*DESCRIPTION OF THE TASK*:
Print the line that contains "Expected: for each instance of the acacia" and every line that follows it in the data below, ending with the final line; include nothing else.

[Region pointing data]
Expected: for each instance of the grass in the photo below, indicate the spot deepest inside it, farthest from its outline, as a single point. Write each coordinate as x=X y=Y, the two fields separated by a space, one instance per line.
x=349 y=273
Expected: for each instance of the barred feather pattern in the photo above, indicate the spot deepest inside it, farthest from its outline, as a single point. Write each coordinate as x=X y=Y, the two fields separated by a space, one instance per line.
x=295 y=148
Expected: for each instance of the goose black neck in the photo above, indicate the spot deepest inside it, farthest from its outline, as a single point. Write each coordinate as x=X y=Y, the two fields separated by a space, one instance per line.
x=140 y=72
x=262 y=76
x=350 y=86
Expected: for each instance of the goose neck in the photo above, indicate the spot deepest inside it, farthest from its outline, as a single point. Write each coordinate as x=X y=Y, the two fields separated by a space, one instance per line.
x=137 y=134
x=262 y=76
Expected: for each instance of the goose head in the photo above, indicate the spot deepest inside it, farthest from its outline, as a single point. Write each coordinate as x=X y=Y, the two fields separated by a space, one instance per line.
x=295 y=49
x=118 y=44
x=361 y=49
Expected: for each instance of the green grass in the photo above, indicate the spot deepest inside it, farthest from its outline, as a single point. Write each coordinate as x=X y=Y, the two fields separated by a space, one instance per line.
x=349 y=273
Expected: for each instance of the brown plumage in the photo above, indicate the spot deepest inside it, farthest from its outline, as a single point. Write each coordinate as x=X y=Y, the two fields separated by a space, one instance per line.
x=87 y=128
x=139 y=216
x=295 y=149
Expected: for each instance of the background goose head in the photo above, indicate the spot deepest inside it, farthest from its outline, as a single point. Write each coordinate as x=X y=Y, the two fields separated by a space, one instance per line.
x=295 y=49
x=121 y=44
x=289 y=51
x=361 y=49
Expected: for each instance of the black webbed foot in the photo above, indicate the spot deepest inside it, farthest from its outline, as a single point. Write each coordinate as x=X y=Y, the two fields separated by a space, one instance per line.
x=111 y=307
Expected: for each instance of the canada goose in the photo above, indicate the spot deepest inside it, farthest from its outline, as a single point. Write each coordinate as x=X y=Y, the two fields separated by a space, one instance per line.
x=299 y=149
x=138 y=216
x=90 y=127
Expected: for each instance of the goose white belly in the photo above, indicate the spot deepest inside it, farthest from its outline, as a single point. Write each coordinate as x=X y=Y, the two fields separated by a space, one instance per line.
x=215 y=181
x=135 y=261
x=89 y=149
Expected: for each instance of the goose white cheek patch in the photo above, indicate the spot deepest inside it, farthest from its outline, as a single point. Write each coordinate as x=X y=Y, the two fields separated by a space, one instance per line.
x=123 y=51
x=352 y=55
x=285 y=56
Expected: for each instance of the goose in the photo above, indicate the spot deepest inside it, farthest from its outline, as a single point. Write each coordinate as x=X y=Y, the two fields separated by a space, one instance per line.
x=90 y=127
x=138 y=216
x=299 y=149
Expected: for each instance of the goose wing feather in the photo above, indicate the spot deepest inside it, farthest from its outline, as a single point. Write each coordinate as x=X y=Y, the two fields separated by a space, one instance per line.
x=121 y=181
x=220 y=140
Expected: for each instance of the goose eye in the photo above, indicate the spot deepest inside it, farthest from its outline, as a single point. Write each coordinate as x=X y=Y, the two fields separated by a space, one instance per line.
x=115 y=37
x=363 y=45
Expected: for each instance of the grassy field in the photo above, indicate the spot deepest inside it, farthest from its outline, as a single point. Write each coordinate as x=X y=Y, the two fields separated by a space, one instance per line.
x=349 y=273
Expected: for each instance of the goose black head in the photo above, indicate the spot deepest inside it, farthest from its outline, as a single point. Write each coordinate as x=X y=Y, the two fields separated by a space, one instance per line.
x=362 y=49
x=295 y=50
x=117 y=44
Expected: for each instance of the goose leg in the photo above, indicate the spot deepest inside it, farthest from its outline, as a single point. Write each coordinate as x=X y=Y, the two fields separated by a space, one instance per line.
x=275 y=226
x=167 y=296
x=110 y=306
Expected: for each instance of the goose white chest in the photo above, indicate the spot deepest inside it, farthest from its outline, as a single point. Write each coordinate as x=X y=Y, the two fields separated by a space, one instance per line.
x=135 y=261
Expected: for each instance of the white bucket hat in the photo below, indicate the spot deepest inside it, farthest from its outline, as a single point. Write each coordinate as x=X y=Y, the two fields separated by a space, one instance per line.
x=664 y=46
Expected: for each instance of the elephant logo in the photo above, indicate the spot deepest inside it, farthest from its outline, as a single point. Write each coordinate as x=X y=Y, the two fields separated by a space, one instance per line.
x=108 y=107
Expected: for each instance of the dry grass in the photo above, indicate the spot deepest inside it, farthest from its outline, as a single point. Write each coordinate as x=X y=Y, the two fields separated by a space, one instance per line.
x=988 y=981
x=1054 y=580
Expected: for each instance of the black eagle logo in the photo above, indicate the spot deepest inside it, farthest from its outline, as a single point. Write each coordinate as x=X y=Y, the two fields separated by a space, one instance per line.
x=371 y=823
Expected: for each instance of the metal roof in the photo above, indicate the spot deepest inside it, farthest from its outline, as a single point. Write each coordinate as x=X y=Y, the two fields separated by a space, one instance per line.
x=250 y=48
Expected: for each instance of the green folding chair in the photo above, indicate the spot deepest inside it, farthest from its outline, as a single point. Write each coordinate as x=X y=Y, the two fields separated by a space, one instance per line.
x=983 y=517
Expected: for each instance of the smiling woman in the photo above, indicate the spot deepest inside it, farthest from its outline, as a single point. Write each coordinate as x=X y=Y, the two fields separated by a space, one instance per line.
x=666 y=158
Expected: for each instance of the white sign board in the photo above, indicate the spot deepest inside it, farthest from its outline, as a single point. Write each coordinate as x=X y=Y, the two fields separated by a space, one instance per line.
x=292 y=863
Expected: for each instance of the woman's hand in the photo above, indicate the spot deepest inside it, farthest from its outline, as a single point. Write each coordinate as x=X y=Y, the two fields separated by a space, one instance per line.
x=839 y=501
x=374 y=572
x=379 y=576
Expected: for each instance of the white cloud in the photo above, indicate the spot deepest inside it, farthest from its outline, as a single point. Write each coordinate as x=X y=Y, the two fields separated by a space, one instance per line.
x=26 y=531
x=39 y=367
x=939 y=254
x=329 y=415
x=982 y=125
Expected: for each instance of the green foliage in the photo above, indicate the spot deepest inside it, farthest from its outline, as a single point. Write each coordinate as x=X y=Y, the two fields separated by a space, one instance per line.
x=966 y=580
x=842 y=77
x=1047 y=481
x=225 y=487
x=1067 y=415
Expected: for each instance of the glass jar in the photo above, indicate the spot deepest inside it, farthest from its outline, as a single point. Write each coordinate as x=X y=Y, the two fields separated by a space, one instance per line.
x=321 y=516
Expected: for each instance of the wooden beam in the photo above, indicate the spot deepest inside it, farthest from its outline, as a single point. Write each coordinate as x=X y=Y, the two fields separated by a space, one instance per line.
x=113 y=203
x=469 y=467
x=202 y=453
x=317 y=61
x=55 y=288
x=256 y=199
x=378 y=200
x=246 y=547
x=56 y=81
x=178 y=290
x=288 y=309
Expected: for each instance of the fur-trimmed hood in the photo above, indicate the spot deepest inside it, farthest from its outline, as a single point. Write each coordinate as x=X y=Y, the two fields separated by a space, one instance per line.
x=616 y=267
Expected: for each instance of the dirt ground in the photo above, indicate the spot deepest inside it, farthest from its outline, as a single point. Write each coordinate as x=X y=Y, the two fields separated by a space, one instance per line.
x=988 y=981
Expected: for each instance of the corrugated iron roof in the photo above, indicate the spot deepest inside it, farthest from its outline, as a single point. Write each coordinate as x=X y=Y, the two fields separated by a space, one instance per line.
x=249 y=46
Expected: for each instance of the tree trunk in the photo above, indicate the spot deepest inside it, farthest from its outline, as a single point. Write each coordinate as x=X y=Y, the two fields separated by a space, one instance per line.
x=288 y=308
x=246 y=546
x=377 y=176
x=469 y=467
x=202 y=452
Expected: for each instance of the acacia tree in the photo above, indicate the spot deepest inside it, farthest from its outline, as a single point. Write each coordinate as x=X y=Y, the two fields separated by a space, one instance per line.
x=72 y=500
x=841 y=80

*EXPECTED OUTPUT*:
Expected: for each instance of the acacia tree in the photo above, indicate the spot deepest inside it, farthest from its outline, as a single point. Write each coordinate as x=X y=Y, the two fields separated by a space, one instance per line.
x=72 y=500
x=841 y=80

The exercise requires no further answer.